**Text excerpt**:
Xiang was born and raised in a remote village called Xiangjiatai in Shimen County in central China's Hunan Province. After graduating from middle school, she went to Guangdong's Foshan City, and found a job in a clothing factory. That year she was barely 16 years old.
"The job was very dull and I was just sewing buttons onto clothes," Xiang recalled. "I was very tired during that time because I had to work more than 12 hours a day."
Only eight months later, Xiang left the job and came to Shenzhen, a prosperous big city also in Guangdong. In the following seven years, she worked as a waitress, barbershop apprentice and cashier. Now she is selling clothes in a department store.
"I don't mind working hard, but I hate it when people call me a migrant worker," she said. "I am not different from city people. I wear the latest fashions and I speak standard Mandarin."
"They are used to life in the city but they don't have much education or skills. They are inferior to their city peers and have to work hard for meager pay," said Xie Jianshe, Vice Director of the Guangzhou Development Academy under Guangzhou University.
"I have little choice but to do basic menial jobs. I'm limited by my lack of qualifications," Xiang said. It is difficult for her to find a more decent job without professional training.
Unlike their predecessors, their mothers and fathers, the new generation of migrant workers hold high expectations for their career prospects in cities.
According to a survey of 2,500 young migrant workers conducted by Nanjing Normal University based in Jiangsu Province, of those in the manufacturing, mining and service industries, 58 percent attached more importance to learning skills and 64 percent have asked to receive technical training.
The survey also found that 54.2 percent of these young migrant workers moved to the city to broaden their horizons and for personal development.
"I believe I can find a satisfactory job with a higher salary in Shenzhen after learning some skills," Xiang said.
At present, she earns 1,500 yuan ($219.62) a month and spends most of it.
The new-generation migrant workers look like city slickers with their fashionable clothes and hairstyles. They use cell phones and chat with their peers on the Internet.
"I don't want to save money by leading a hard and boring life," she said. "I always go to Internet cafes and go out for dinner with my friends in the evening. I enjoy it."

Point labeling data based on photos:
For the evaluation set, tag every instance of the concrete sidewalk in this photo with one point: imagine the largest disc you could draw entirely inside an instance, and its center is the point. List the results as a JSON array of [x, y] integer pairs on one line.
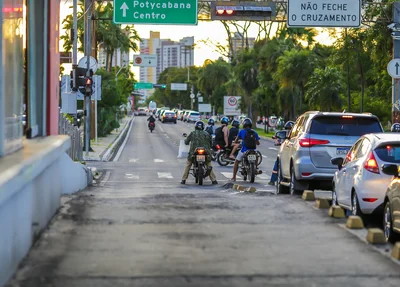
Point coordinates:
[[106, 146]]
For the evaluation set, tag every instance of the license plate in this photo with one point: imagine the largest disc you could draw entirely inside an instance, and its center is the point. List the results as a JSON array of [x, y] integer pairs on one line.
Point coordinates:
[[342, 151], [251, 157], [200, 158]]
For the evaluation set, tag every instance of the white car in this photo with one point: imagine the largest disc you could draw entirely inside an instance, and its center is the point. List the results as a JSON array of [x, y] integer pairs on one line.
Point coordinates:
[[359, 185]]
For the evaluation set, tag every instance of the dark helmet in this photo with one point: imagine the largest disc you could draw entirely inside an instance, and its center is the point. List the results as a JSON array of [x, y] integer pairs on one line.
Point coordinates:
[[235, 123], [395, 128], [225, 120], [288, 125], [199, 125], [247, 123]]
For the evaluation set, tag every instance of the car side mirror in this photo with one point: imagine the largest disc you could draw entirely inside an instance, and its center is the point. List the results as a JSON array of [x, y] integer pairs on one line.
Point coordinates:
[[337, 161], [390, 169]]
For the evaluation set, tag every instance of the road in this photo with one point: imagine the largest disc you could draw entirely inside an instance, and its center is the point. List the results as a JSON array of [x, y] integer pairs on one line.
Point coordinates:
[[139, 227]]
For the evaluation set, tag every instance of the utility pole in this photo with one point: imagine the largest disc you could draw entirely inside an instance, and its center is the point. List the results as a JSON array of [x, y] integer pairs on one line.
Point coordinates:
[[88, 42]]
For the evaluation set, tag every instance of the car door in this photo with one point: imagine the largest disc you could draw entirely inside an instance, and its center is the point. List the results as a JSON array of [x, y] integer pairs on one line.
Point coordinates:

**Prompt 1**: In the text on young migrant workers, what is Xiang's monthly pay?
**Prompt 2**: List every job the text on young migrant workers says Xiang has held.
**Prompt 3**: Repeat the passage of the text on young migrant workers that opens with the words containing "Only eight months" and closes with "without professional training.".
These entries have nothing to do with the text on young migrant workers.

**Task answer 1**: 1,500 yuan ($219.62) a month.

**Task answer 2**:
- Sewing buttons onto clothes in a clothing factory
- Waitress
- Barbershop apprentice
- Cashier
- Selling clothes in a department store

**Task answer 3**:
Only eight months later, Xiang left the job and came to Shenzhen, a prosperous big city also in Guangdong. In the following seven years, she worked as a waitress, barbershop apprentice and cashier. Now she is selling clothes in a department store.
"I don't mind working hard, but I hate it when people call me a migrant worker," she said. "I am not different from city people. I wear the latest fashions and I speak standard Mandarin."
"They are used to life in the city but they don't have much education or skills. They are inferior to their city peers and have to work hard for meager pay," said Xie Jianshe, Vice Director of the Guangzhou Development Academy under Guangzhou University.
"I have little choice but to do basic menial jobs. I'm limited by my lack of qualifications," Xiang said. It is difficult for her to find a more decent job without professional training.